Reproduce the data below verbatim, line for line, but omit the pictures from your output.

** Start The records **

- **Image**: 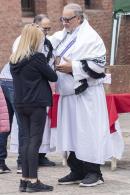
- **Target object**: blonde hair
[10,24,44,64]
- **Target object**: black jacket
[10,52,57,107]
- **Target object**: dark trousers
[67,152,102,177]
[16,107,47,178]
[0,81,22,164]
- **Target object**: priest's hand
[56,57,72,73]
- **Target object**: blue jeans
[0,80,23,164]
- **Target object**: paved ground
[0,114,130,195]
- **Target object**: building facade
[0,0,130,67]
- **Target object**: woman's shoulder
[33,52,45,58]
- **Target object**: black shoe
[79,173,104,187]
[58,172,83,185]
[39,157,56,167]
[19,179,28,192]
[17,164,22,174]
[0,163,11,174]
[26,180,53,193]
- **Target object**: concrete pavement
[0,114,130,195]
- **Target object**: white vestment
[50,20,123,164]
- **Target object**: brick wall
[0,0,21,67]
[0,0,130,66]
[34,0,47,15]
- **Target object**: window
[21,0,34,16]
[85,0,91,7]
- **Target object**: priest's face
[60,9,80,32]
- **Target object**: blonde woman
[10,24,57,192]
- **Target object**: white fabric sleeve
[72,61,90,81]
[87,60,105,74]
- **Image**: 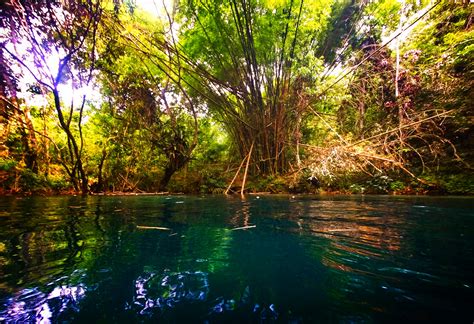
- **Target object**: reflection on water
[0,196,474,323]
[0,270,87,323]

** End The records **

Task output>
- **Image**: 
- **Target object**: blonde hair
[10,24,44,64]
- **Target object**: black jacket
[10,52,57,107]
- **Target object**: dark trousers
[67,152,102,177]
[16,107,47,178]
[0,81,22,164]
- **Target object**: priest's hand
[56,57,72,73]
- **Target object**: blue jeans
[0,80,23,164]
- **Target object**: paved ground
[0,114,130,195]
- **Target object**: building facade
[0,0,130,67]
- **Target object**: woman's shoulder
[33,52,45,58]
- **Target object**: black shoe
[79,173,104,187]
[58,172,83,185]
[39,157,56,167]
[19,179,28,192]
[17,164,22,174]
[0,163,11,174]
[26,180,53,193]
- **Target object**: concrete pavement
[0,114,130,195]
- **Target object**: white vestment
[50,20,123,164]
- **Target object**: brick wall
[0,0,21,67]
[0,0,130,66]
[34,0,47,15]
- **Target object**: window
[21,0,34,16]
[85,0,91,7]
- **Target object**: priest's face
[60,9,80,32]
- **Target object**: blonde woman
[10,24,57,192]
- **Target object**: white fabric sleeve
[72,61,90,81]
[87,60,105,74]
- **Image**: 
- **Target object**: reflection on water
[0,196,474,323]
[0,270,87,323]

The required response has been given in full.